### Excerpted text ###

Wednesday, August 3, 2011

UN Publicity Machine Devours its own Entrails

With a breathtaking lack of self awareness, IRIN, part of the UN, has an article entitled 'Africa: The crazy things they say: politicians and HIV'. If this article is not an argument for the abolition of UNAIDS I don't know what is.

Yes, there are some political leaders in Africa who think strange things about HIV. And there are political leaders everywhere who think strange things about HIV. This is despite billions of dollars being spent around the world on the disease, some of which was aimed at informing people about it.

Established 17 years ago, a more spectacular failure among international instutions than UNAIDS would be hard to find, though there is plenty of competition.

Not only are some of the leaders and populations of the highest prevalence countries in the world systematically misinformed about HIV, meaning that little can be done to reduce transmission, but the institution continues to point the finger at Africans themselves for a disease that it was their sole mandate to address.

I have tried to articulate why I thought lying about how HIV is transmitted in African countries is a form of extremism. But the IRIN article does it far better. From a Swazi MP who said HIV positive people should be branded on the buttocks, to a South African president who severely curtailed treatment for hundreds of thousands of HIV positive people, the article just about sums up what UNAIDS has achieved.

### Records ###

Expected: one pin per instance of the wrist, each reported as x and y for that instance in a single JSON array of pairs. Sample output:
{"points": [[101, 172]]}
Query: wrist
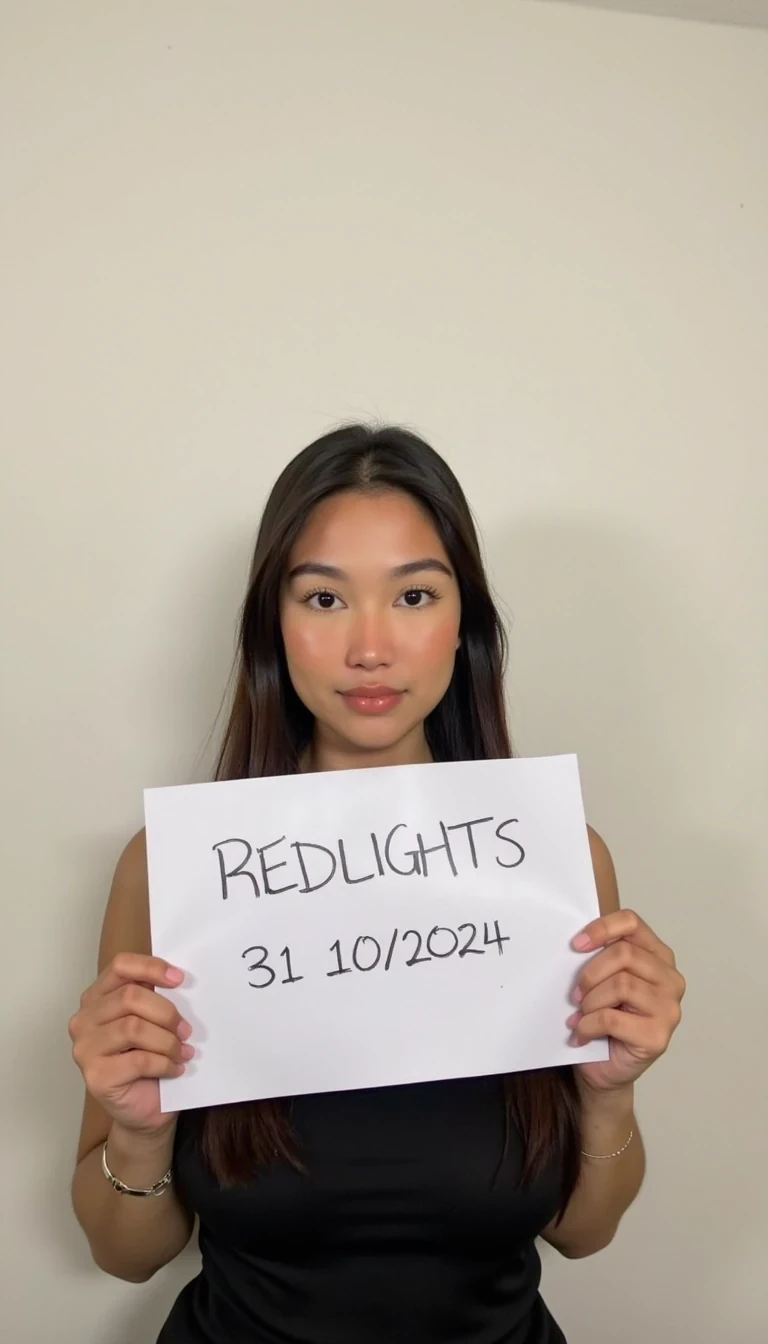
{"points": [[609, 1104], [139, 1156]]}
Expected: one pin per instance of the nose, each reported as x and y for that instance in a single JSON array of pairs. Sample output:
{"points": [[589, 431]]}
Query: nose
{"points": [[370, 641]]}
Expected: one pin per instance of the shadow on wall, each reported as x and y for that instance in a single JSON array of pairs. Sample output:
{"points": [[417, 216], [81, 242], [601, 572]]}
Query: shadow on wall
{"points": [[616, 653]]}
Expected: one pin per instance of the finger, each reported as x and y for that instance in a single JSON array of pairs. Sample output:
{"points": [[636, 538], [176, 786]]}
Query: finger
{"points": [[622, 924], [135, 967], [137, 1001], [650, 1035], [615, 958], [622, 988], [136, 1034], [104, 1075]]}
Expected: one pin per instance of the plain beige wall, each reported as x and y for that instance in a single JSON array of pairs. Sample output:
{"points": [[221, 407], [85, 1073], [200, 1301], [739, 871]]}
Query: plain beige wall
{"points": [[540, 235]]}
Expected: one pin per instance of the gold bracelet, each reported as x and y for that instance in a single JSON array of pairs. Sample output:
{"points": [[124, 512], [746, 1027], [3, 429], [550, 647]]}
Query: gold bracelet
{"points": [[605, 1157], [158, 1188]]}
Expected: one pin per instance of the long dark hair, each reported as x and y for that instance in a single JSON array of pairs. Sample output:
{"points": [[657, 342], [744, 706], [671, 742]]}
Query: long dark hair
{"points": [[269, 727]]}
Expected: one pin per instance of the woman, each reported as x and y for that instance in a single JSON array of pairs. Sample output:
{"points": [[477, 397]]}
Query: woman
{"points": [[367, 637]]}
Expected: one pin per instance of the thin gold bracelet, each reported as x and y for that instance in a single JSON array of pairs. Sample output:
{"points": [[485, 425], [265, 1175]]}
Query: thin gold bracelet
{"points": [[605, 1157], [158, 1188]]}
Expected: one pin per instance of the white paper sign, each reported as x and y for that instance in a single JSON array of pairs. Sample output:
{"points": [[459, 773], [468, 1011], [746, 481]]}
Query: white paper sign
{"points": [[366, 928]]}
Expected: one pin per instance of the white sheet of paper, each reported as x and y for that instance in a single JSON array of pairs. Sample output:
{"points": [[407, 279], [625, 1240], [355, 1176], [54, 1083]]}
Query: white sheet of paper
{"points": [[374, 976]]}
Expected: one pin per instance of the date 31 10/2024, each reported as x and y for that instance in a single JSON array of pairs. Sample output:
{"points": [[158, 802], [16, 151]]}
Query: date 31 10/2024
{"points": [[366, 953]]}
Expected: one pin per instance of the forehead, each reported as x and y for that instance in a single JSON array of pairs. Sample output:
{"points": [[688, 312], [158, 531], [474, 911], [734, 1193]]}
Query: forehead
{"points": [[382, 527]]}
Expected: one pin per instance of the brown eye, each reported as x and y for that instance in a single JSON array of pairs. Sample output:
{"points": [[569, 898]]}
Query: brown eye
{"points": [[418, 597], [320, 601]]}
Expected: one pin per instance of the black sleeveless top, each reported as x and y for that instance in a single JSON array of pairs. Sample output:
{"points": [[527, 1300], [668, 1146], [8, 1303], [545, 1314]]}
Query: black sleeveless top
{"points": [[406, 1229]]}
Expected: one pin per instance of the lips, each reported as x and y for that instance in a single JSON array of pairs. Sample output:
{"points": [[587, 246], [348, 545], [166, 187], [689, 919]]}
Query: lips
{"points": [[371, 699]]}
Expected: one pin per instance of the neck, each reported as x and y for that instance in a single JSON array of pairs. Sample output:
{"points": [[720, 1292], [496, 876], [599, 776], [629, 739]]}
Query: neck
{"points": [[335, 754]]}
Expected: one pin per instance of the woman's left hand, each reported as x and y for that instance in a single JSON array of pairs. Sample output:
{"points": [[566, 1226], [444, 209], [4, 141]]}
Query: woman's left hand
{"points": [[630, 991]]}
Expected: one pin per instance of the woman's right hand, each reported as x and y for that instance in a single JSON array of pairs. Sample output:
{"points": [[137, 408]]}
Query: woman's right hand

###

Tasks for this exercise >>
1) Can you rewrite the UNAIDS post starting at "With a breathtaking" and ending at "know what is.", with "breathtaking" replaced by "remarkable"?
2) Does each of these statements agree with the UNAIDS post? Answer yes or no for each, quoting the words of the post that decide it.
(a) UNAIDS was established 17 years ago.
(b) The post says that only political leaders in Africa think strange things about HIV.
(c) A Swazi MP said HIV positive people should be branded on the buttocks.
You won't need the listing.

Responses to the exercise >>
1)
With a remarkable lack of self awareness, IRIN, part of the UN, has an article entitled 'Africa: The crazy things they say: politicians and HIV'. If this article is not an argument for the abolition of UNAIDS I don't know what is.

2)
(a) Yes: "Established 17 years ago"
(b) No: "And there are political leaders everywhere who think strange things about HIV."
(c) Yes: "a Swazi MP who said HIV positive people should be branded on the buttocks"